>> Start
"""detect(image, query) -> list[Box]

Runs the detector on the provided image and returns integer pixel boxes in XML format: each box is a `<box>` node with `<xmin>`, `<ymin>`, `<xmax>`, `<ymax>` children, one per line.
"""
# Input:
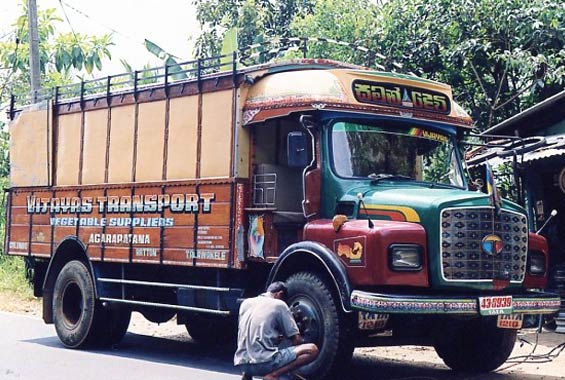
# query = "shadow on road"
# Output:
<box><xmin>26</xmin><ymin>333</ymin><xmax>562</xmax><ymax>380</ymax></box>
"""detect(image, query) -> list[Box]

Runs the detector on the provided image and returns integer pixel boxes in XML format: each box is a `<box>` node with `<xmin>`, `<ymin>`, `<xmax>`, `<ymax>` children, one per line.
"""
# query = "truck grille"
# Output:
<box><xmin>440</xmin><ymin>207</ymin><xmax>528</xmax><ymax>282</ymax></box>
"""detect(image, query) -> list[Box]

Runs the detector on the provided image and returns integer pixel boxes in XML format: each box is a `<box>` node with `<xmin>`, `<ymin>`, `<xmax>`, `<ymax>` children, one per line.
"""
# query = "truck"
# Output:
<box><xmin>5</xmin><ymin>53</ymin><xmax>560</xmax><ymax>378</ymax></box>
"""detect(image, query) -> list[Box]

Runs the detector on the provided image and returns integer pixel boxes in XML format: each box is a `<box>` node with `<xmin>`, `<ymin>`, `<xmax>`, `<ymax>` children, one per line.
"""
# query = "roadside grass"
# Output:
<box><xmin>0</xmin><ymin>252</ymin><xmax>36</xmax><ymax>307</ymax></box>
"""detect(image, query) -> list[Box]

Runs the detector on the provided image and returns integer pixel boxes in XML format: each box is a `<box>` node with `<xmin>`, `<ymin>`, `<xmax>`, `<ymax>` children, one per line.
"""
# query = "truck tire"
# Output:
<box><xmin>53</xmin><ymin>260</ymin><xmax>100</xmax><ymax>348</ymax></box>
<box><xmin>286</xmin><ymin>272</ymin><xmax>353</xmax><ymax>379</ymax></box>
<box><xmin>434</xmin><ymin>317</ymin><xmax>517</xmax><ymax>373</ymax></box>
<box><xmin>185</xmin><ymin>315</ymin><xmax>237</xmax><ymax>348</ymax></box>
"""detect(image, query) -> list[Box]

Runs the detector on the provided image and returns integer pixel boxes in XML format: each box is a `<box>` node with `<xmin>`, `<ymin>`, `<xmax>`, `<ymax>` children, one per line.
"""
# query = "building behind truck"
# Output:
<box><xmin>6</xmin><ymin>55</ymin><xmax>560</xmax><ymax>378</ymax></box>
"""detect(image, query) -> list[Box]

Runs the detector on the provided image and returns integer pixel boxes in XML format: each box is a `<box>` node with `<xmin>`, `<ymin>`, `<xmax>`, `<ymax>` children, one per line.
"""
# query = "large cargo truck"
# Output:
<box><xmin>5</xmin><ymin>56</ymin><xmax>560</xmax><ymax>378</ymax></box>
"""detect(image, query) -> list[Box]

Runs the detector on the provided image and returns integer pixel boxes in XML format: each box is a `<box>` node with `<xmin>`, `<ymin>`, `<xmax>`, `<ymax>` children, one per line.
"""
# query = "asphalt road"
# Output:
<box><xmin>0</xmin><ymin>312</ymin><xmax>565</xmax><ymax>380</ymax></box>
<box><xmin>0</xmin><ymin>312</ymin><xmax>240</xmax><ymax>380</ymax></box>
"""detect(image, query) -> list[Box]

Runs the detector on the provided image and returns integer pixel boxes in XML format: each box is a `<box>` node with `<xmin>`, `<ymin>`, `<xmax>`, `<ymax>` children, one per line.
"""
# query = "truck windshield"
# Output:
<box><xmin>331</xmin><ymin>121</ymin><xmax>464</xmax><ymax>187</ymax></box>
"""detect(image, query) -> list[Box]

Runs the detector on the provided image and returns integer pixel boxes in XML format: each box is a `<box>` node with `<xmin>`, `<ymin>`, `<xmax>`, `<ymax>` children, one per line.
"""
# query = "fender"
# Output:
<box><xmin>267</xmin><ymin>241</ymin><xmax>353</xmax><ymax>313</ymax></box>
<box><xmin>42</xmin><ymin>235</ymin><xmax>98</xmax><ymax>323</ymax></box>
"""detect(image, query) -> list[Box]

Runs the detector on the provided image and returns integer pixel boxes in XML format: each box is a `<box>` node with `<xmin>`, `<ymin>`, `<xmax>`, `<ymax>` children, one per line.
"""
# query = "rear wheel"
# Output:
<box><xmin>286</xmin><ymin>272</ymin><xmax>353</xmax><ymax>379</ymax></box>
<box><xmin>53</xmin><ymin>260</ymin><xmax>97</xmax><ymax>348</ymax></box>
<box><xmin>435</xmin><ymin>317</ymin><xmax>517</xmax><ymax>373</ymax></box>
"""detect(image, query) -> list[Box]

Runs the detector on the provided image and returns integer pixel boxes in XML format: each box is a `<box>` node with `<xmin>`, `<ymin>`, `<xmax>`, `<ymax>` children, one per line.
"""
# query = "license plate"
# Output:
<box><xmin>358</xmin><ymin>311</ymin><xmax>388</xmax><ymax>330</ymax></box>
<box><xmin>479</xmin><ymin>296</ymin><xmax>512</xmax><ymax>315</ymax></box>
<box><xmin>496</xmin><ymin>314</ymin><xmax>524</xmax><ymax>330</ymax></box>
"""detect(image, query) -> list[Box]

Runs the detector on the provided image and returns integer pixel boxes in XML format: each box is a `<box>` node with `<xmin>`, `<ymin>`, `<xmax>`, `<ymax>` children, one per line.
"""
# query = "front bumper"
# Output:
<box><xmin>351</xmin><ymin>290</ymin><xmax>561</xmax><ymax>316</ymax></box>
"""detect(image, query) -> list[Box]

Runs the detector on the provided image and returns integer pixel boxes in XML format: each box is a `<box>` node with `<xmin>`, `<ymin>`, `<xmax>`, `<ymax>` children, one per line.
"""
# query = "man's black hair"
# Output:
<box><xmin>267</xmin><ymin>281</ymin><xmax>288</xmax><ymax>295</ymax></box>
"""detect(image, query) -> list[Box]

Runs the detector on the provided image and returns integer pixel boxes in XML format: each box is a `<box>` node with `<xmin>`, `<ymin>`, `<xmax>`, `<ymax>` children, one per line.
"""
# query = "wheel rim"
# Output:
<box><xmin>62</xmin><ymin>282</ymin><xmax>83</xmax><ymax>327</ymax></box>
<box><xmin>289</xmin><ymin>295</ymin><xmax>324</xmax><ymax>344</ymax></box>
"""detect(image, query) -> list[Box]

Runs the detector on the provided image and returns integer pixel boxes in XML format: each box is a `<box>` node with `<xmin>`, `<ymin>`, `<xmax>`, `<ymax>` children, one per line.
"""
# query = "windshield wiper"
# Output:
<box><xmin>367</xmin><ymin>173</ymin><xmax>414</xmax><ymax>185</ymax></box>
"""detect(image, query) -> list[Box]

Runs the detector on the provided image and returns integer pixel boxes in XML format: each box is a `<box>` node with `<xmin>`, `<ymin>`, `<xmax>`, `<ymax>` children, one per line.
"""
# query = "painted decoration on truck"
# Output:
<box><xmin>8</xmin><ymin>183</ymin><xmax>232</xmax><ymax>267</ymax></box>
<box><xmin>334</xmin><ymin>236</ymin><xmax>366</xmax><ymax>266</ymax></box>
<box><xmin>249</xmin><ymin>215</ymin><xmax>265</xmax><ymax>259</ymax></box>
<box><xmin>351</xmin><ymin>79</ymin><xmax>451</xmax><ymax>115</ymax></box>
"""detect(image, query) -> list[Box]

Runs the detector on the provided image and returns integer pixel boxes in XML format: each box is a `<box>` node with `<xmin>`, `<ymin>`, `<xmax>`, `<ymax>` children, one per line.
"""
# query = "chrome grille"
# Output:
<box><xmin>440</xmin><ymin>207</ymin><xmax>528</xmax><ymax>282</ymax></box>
>> End
Please find every line in the rows above that contains the word "windshield" and copy each of those lines. Case counts.

# query = "truck windshield"
# query = "windshield wiper"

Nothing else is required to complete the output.